▸ **Selected excerpt**
-------------------------
Many districts rethinking policies on valedictorians
The days of having a “No. 1” in a senior class might be numbered.
Franklin Regional officials earlier this year considered no longer recognizing a valedictorian, and the discussion was delayed until the coming school year.
Across the country, fewer school districts recognize a single student for that honor — and an increasing number are opting to not track class rank at all. College-admissions officials aren't that interested in the information, a national survey shows.
“Class rank used to be a lot more important than it is now,” said Melissa Clinedinst, assistant director of research for the National Association for College Admission Counseling. “It doesn't have much meaning, comparing one school to another.”
When the South Allegheny School District celebrated its graduation last week, it was the final time its high school named a valedictorian. Earlier this year, officials decided the district would join a growing number that don't recognize the top student in its senior class.
Many schools in the region that are considered “high-achieving” — including Mt. Lebanon, North Allegheny, Fox Chapel Area, and Quaker Valley — haven't distinguished between students with the top grades for years. Walter Sieminski, the principal at North Allegheny Senior High School, said it would be problematic to figure out who is at the top of the class — the determination would come down to a ten-thousandth of a point.
Instead, the school recognizes the top 5 percent of students with honors.
-------------------------
▸ **Tasks to carry out**
A) In the valedictorian article, what does North Allegheny Senior High School recognize instead of a single top student?
B) Repeat the valedictorian article word for word between "When the South" and "of a point.", inclusive.
C) Pick up the valedictorian article after its last sentence and write the next part.
The entries after this point are not needed for any of the work here.

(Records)
-------------------------
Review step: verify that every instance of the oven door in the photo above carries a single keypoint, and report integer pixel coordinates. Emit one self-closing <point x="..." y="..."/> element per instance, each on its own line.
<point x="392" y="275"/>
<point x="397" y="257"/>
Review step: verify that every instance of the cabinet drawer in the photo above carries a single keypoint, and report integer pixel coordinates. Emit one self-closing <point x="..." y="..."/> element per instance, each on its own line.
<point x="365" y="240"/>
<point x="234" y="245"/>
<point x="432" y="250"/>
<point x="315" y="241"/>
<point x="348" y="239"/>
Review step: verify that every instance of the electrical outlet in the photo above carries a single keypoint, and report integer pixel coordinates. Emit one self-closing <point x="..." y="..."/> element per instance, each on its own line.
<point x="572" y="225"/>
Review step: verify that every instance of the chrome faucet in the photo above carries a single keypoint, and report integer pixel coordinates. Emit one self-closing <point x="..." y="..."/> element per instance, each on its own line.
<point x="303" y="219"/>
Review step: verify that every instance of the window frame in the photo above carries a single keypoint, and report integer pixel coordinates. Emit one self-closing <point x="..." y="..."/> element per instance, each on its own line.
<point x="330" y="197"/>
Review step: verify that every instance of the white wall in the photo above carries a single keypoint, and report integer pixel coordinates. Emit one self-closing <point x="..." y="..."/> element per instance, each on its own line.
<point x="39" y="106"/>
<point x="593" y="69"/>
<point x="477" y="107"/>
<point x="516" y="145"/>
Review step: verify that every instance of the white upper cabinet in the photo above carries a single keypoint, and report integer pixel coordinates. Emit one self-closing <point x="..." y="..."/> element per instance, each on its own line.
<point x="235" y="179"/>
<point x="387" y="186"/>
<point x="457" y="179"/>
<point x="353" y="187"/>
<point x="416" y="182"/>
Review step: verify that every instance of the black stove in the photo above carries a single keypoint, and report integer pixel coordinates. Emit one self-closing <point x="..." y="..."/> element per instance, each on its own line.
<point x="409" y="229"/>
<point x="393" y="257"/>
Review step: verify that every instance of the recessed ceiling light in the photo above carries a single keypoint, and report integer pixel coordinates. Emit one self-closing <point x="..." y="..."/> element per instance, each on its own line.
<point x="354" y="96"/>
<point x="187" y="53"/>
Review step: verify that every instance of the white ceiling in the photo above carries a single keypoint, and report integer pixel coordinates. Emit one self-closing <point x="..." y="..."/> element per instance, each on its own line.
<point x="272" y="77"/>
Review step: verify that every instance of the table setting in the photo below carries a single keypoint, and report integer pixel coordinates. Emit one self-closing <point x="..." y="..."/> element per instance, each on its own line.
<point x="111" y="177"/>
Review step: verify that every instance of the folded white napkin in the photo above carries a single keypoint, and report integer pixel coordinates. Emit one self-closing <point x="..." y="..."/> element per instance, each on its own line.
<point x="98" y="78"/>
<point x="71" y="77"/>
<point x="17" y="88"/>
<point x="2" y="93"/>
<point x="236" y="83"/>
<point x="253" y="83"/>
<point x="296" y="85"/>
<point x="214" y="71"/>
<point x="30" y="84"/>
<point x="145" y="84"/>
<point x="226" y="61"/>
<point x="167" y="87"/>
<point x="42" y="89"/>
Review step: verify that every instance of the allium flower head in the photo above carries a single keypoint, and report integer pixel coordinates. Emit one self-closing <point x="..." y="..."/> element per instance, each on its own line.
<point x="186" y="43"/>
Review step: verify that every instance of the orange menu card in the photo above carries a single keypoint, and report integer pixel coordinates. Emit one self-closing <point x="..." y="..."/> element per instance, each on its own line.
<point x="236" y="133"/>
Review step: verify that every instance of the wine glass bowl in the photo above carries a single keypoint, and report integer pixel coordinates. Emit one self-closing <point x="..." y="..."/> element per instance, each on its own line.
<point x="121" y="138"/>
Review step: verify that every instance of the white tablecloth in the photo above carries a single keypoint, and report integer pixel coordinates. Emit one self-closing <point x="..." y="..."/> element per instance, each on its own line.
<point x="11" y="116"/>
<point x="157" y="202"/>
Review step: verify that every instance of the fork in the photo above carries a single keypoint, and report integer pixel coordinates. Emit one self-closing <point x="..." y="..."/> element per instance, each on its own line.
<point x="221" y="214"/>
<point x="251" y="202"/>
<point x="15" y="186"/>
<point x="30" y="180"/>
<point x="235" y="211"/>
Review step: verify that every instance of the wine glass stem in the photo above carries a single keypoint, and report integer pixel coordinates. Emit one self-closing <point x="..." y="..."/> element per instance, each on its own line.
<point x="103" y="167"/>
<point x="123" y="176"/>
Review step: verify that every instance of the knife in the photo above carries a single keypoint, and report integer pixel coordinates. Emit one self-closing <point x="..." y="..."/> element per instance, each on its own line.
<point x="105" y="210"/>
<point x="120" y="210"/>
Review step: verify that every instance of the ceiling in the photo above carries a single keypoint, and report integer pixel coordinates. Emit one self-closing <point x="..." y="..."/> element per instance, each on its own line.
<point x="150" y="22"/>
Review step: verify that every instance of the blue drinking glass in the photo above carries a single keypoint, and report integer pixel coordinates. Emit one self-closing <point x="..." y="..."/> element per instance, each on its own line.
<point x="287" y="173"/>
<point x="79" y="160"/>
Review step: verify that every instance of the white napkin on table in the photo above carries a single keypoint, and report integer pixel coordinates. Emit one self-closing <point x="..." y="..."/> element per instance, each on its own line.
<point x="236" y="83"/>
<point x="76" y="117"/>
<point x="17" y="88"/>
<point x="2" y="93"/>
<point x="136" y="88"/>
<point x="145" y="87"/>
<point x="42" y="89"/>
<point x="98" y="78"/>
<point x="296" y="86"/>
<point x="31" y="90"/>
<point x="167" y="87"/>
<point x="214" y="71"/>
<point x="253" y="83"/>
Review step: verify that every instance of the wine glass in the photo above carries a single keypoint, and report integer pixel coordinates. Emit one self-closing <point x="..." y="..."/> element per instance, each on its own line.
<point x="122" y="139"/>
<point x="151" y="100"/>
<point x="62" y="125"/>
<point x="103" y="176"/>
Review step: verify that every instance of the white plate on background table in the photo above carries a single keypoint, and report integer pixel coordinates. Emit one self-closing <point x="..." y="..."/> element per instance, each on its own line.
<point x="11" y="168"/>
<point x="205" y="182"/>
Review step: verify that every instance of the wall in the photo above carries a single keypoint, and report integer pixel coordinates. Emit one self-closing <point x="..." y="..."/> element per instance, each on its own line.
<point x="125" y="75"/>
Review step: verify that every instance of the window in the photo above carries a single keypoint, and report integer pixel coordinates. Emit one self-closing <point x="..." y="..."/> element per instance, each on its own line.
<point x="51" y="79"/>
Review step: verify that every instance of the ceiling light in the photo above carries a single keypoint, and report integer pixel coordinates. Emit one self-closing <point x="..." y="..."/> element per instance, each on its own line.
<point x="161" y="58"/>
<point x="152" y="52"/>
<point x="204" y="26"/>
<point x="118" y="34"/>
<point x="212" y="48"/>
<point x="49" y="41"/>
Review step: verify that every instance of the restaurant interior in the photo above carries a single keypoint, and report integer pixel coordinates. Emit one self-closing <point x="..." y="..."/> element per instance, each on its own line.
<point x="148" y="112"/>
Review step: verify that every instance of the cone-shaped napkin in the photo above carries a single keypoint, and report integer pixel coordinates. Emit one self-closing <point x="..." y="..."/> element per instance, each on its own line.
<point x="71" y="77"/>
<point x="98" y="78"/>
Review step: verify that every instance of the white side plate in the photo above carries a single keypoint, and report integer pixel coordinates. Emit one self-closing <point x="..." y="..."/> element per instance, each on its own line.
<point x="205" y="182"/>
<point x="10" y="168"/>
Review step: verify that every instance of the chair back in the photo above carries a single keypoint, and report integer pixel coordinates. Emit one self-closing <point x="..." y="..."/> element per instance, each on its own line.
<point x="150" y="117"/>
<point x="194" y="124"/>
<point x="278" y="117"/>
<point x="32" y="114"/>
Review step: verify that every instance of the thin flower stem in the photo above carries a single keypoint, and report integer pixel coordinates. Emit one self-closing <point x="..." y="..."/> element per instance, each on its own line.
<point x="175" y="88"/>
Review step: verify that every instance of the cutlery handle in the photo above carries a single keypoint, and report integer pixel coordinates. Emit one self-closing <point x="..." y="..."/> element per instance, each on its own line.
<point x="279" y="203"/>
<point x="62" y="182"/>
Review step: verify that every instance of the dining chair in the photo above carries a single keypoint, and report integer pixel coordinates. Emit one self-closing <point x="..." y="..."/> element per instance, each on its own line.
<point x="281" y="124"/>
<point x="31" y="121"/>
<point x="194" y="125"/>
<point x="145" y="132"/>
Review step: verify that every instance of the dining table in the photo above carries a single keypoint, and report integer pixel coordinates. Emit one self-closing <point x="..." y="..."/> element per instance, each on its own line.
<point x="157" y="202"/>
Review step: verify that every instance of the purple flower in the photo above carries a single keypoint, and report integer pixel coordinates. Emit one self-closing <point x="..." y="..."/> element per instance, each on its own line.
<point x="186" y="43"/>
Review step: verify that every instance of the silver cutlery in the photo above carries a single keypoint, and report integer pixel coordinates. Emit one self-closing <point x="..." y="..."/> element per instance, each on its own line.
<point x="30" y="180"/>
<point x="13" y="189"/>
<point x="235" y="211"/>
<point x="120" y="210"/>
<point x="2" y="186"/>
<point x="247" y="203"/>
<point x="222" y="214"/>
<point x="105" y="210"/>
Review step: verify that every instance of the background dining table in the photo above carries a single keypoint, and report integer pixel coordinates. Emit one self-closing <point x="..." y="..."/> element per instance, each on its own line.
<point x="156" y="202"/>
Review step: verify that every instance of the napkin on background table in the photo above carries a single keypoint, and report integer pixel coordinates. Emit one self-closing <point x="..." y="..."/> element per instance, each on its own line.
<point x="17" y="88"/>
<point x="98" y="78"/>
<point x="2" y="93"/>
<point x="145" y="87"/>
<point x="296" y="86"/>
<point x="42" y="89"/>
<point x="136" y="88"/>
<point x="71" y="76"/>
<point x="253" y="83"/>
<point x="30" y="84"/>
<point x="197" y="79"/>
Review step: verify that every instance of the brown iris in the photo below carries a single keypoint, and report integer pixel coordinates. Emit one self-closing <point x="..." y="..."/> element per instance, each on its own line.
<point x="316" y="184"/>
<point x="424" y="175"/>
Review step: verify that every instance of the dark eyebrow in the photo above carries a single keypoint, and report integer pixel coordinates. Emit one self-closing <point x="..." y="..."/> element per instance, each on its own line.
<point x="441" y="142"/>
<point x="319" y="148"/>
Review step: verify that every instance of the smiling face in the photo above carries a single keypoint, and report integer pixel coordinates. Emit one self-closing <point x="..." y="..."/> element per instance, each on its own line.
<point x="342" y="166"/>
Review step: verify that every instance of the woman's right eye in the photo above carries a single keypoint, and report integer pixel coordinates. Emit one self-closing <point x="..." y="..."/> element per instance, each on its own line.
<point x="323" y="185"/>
-------------------------
▸ **In response**
A) It recognizes the top 5 percent of students with honors.

B)
When the South Allegheny School District celebrated its graduation last week, it was the final time its high school named a valedictorian. Earlier this year, officials decided the district would join a growing number that don't recognize the top student in its senior class.
Many schools in the region that are considered “high-achieving” — including Mt. Lebanon, North Allegheny, Fox Chapel Area, and Quaker Valley — haven't distinguished between students with the top grades for years. Walter Sieminski, the principal at North Allegheny Senior High School, said it would be problematic to figure out who is at the top of the class — the determination would come down to a ten-thousandth of a point.

C)
Last year, the Plum School District began the process of phasing out official class rank in favor of system that will list those with a 4.0 grade-point average as graduating with “academic excellence.” The Class of 2014 will be the last in the district to graduate with class rank. After that, the district will provide estimates of class rank to colleges and universities.
In Penn Hills, the district recognizes multiple valedictorians. Students with a grade-point average of 4.0 or higher are ranked first in the class
Quaker Valley takes a slightly different approach when it comes to terminology — all students who earn a 4.0 grade-point average or higher are recognized as distinguished graduates.
Meagan Roppo, a 2010 graduate of Quaker Valley High School, was a distinguished graduate.
An incoming senior at Allegheny College in Meadville, Roppo said she's glad her alma mater didn't choose just one student to be on top. Instead of focusing just on her class rank in college applications, she could talk about her other qualities and experiences.
Overall, Roppo said, it helped make her a more well-rounded student.
“It's not really necessary nor appropriate to glorify just one student,” said Roppo, 21, of Edgeworth. “(Not having a class rank) took off some of that competitiveness. Kids kill themselves over things in school.”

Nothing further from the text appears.